> **Requirement**
Write out every line of the material below, word for word and in the same order.

[Part of a data file]
— begin —
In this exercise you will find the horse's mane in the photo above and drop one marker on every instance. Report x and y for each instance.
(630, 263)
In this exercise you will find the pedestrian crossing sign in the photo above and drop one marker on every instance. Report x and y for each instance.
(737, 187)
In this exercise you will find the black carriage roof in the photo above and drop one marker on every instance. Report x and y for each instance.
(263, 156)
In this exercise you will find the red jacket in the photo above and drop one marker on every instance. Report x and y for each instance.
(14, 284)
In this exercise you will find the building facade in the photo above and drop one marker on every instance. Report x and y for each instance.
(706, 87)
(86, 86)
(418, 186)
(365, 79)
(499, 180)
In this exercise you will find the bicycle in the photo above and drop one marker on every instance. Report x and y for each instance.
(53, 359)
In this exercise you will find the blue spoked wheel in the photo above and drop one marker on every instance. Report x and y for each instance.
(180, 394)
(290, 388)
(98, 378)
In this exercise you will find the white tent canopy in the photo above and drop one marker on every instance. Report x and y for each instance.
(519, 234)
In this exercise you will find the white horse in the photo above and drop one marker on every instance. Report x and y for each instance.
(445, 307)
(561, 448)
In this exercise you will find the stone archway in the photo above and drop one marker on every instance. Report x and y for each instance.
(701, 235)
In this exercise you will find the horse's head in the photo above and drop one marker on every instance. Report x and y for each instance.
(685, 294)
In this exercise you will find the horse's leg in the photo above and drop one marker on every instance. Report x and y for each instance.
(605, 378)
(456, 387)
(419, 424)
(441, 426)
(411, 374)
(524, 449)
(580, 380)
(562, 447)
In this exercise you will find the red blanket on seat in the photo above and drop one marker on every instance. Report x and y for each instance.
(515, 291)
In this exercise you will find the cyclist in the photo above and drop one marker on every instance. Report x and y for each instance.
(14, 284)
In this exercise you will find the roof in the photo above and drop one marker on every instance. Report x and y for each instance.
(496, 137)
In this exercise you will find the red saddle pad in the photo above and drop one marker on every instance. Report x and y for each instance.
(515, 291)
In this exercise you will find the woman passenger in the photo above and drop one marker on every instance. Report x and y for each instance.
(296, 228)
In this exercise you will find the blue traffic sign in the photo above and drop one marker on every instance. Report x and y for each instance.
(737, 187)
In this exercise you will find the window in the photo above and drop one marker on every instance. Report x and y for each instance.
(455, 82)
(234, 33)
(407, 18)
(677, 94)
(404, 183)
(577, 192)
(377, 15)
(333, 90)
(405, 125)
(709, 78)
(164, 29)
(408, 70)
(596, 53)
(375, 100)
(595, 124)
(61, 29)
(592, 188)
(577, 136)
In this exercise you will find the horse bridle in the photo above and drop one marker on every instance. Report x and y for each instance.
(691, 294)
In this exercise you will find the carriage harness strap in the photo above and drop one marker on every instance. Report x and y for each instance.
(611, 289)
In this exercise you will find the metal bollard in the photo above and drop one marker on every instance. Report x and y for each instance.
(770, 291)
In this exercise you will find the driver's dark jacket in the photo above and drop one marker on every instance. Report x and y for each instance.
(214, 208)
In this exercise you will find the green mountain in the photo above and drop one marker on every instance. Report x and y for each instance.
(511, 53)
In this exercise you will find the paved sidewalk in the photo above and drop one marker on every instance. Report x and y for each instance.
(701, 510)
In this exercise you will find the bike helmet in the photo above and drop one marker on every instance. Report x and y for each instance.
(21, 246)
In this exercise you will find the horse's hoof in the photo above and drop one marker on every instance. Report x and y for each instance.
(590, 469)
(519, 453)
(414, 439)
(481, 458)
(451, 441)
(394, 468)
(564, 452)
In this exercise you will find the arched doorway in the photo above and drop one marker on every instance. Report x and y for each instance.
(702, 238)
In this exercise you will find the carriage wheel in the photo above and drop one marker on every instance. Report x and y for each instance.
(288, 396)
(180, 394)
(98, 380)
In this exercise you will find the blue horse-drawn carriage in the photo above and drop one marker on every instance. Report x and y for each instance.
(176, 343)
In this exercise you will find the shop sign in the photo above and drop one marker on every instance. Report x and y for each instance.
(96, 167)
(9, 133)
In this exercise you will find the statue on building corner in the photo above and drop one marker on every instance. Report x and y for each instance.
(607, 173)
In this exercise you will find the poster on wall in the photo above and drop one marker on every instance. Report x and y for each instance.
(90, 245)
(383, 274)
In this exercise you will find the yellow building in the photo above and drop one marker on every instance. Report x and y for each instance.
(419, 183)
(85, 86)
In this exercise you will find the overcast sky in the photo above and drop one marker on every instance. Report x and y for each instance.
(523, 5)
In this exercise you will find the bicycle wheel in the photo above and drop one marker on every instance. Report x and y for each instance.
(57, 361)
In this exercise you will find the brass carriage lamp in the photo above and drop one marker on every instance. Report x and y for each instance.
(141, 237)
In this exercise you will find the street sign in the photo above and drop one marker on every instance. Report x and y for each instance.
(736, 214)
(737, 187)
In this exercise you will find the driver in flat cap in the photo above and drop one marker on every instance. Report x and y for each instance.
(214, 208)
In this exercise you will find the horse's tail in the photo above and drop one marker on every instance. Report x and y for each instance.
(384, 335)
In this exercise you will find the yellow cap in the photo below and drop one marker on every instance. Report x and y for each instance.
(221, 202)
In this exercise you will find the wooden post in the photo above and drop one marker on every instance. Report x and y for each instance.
— end —
> **Worked solution**
In this exercise you will find the horse's mane in the photo above and drop one marker on every instance. Report x and y for each instance.
(630, 263)
In this exercise you will find the pedestrian crossing sign in the photo above and drop one marker on every instance. Report x and y for each instance.
(737, 187)
In this exercise you will find the black carriage roof in the photo above and drop one marker on every instance. Report x and y for each instance.
(263, 156)
In this exercise you will find the red jacket in the photo above and drop one marker on every instance. Report x and y for each instance.
(14, 284)
In this exercise you will find the building facade in the photo above and drop one marker on every instance. Report x and y for each instance.
(706, 87)
(86, 86)
(418, 186)
(365, 79)
(499, 180)
In this exercise you will find the bicycle in the photo above and drop one marker on every instance. Report x and y for each instance.
(53, 359)
In this exercise you will find the blue spoked wheel in the photo above and drop one marker on every instance. Report x and y for each instance.
(180, 394)
(290, 388)
(98, 378)
In this exercise you will find the white tent canopy in the photo above and drop one marker on every instance. Report x and y for each instance.
(519, 234)
In this exercise you will find the white horse in the photo above and drop one marker on every instance. Report x and y for each instance.
(445, 307)
(561, 448)
In this exercise you will find the stone archway in the photo above and drop one marker on every instance. Report x and y for each instance.
(701, 235)
In this exercise you will find the horse's head in the photo above and drop one marker on every instance. Report x and y for each instance.
(685, 294)
In this exercise you will find the horse's leg in the photo above and drop one marker on every instance. Report x and y for each instance.
(605, 378)
(456, 387)
(419, 424)
(441, 426)
(411, 374)
(524, 449)
(580, 380)
(562, 447)
In this exercise you will find the red blanket on seat in the photo above and drop one marker on every instance. Report x and y for each instance.
(515, 291)
In this exercise you will find the cyclist in the photo above and drop one marker on every instance. Report x and y for each instance.
(14, 284)
In this exercise you will find the roof in the photo above and drop one marker on every instance. Report x and y for each instance.
(496, 137)
In this exercise you will find the red saddle pad in the photo above and drop one marker on every instance. Report x and y for each instance.
(515, 291)
In this exercise you will find the woman passenger in the photo above and drop one marker on every instance. Report x and y for each instance.
(296, 228)
In this exercise you will find the blue traffic sign in the photo above and drop one marker on every instance. Report x and y for each instance.
(737, 187)
In this exercise you will find the window in the photo above and drop one marker on every instance. Report x and y for each instance.
(455, 82)
(234, 33)
(407, 18)
(677, 94)
(404, 183)
(577, 192)
(377, 15)
(333, 90)
(405, 125)
(709, 78)
(164, 29)
(408, 70)
(596, 53)
(375, 100)
(595, 124)
(61, 29)
(592, 188)
(577, 136)
In this exercise you will find the horse bridle in the photo above and drop one marker on every instance. Report x and y for each instance.
(691, 294)
In this exercise you will find the carriage harness strap in the photo above and drop one marker on every instance. Report x and y for each instance.
(611, 289)
In this exercise you will find the metal bollard in the photo above and drop one marker on every instance. Report x and y for each instance.
(770, 291)
In this exercise you will find the driver's dark jacket in the photo above and drop one marker on every instance. Report x and y for each instance.
(214, 208)
In this exercise you will find the green mountain in the photo above and drop one marker on every instance. Report x and y for each instance.
(511, 53)
In this exercise you will find the paved sidewalk in the photo above and drop one marker on every instance. Report x and y for each instance.
(701, 510)
In this exercise you will find the bike helmet in the photo above and drop one marker on every instance. Report x and y for each instance.
(21, 246)
In this exercise you will find the horse's hoof in the photo above and drop one marker on every instance. Report x and y for each instance.
(590, 469)
(519, 453)
(414, 439)
(481, 458)
(451, 441)
(394, 468)
(564, 452)
In this exercise you will find the arched doorway in the photo above and drop one marker on every instance. Report x and y for each instance.
(702, 238)
In this exercise you will find the carriage wheel in the photo above and drop one marker on every instance. Report x and y for each instance.
(288, 396)
(180, 394)
(98, 380)
In this exercise you will find the blue horse-drawn carriage in the photo above and drop one marker on every instance. Report x and y for each instance.
(176, 343)
In this exercise you will find the shop sign in the photo above and drop one marker on every instance. Report x and y for each instance.
(96, 167)
(9, 133)
In this exercise you will find the statue on building corner in the photo above and drop one marker on every instance. Report x and y for each instance.
(607, 173)
In this exercise you will find the poster on wall in the photo above and drop one marker on every instance. Report x and y for each instance.
(90, 245)
(383, 274)
In this exercise you will find the yellow building in the photo above and drop one marker on every instance. Report x and y for each instance.
(419, 183)
(85, 86)
In this exercise you will find the overcast sky in the photo above and drop one marker on every instance. Report x and y for each instance.
(523, 5)
In this exercise you will find the bicycle wheel in the photo above and drop one marker on every instance. Report x and y for each instance.
(57, 361)
In this exercise you will find the brass carriage lamp in the photo above and drop one marker on every instance. Report x and y for each instance.
(141, 237)
In this exercise you will find the street sign in the photo above and drop one marker on every instance. Report x and y for each instance.
(736, 214)
(737, 187)
In this exercise you will find the driver in flat cap in the photo above and drop one marker on every instance. Report x and y for each instance.
(214, 208)
In this exercise you will find the horse's tail in the photo above and drop one marker on every instance. Report x and y for each instance.
(384, 335)
In this exercise you will find the yellow cap in the photo below and drop one marker on every instance. Report x and y for each instance.
(221, 202)
In this exercise you will find the wooden post in the photo above and drop one marker on every instance. Report x and y for each instance.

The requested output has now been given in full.